# Opdracht
Schrijf het vervolg van de tekst over gezamenlijk gezag door erkenning, aansluitend op de laatste zin.

# Tekstfragment
_ _ _ _ _

Wet gezamenlijk gezag door erkenning in werking getreden.

Geldt bij door de rechtbank verleende vervangende toestemming voor erkenning de uitzondering op het uitgangspunt dat door de erkenning gezamenlijk gezag ontstaat?

Samenvatting

Partijen zijn de ouders van de minderjarige. De moeder is alleen belast met het gezag over de minderjarige. Ten tijde van de mondelinge behandeling in hoger beroep had de minderjarige de geslachtsnaam van de vrouw. De vader heeft de minderjarige op 26 februari 2021 erkend. Daarbij is gekozen voor de geslachtsnaam van de man. Bij beschikking van 9 december 2021 heeft de rechtbank Rotterdam doorhaling gelast van de desbetreffende akte. Gebleken was dat de moeder niet bij de erkenning aanwezig was en dat de handtekening op de bedoelde akte niet de handtekening van de moeder was. Bij beschikking van 27 juli 2022 heeft de rechtbank een omgangsregeling vastgesteld. De man komt in hoger beroep op tegen deze beschikking en verzoekt alsnog middels een aanvullend verzoek om het gezamenlijk gezag vast te leggen en daarnaast om een verklaring voor recht dat de minderjarige de geslachtsnaam van de man zal hebben.

_ _ _ _ _

# Materiaal
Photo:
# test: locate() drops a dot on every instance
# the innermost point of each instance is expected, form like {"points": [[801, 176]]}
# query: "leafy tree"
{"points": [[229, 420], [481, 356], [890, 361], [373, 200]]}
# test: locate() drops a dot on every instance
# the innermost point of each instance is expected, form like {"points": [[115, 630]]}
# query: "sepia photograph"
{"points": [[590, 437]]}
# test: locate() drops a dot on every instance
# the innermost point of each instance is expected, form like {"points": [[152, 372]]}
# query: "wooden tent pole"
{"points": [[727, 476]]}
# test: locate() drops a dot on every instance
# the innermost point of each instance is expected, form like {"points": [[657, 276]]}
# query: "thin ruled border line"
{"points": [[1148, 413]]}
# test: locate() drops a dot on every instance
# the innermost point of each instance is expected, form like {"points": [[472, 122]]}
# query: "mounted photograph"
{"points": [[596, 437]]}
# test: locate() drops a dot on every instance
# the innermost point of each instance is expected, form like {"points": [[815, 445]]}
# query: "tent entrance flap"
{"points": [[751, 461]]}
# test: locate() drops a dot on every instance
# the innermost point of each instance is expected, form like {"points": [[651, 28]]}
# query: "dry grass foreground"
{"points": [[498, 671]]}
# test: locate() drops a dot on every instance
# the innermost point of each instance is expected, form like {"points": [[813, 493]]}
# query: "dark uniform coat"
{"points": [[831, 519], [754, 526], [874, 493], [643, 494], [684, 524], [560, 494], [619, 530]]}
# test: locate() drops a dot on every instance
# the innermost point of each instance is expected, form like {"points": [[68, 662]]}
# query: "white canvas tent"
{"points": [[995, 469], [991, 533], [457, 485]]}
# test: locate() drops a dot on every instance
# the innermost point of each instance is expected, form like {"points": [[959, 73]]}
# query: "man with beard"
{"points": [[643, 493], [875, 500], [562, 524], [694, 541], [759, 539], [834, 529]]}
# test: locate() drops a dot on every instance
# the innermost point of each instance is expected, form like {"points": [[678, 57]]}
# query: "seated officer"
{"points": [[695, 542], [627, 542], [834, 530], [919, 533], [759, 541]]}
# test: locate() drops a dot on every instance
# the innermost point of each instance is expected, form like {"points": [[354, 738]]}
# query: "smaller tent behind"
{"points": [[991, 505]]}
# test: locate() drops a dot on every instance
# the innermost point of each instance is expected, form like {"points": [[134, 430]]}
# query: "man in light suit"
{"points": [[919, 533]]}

_ _ _ _ _

# Antwoord
 Hof: Per 1 januari 2023 is de Wet gezamenlijk gezag door erkenning in werking getreden. Omdat er in deze zaak sprake is van door de rechtbank verleende vervangende toestemming voor erkenning van de minderjarige door de vader, geldt de uitzondering van art. 1:251b lid 2 BW, op het uitgangspunt dat door de erkenning automatisch gezamenlijk gezag ontstaat. Het hof zal dan ook, net als de rechtbank, het verzoek van de vader om hem alsnog samen met de moeder te belasten met het gezag over de minderjarige beoordelen via de weg van art. 1:253c BW. Gelet op de slechte verstandhouding tussen de ouders vindt het hof gezamenlijk gezag op dit moment te vroeg. De ouders dienen eerst met hulpverlening in de vorm van een ouderschapstraject te werken aan de verbetering van hun communicatie. Het hof voegt daar nog aan toe dat naast de al geschetste communicatieproblemen en moeizame verstandhouding tussen de ouders, op de zitting is gebleken dat partijen niet voornemens zijn om zich te wenden tot een ouderschapstraject, zodat geen zicht bestaat op verbetering van de situatie binnen afzienbare tijd.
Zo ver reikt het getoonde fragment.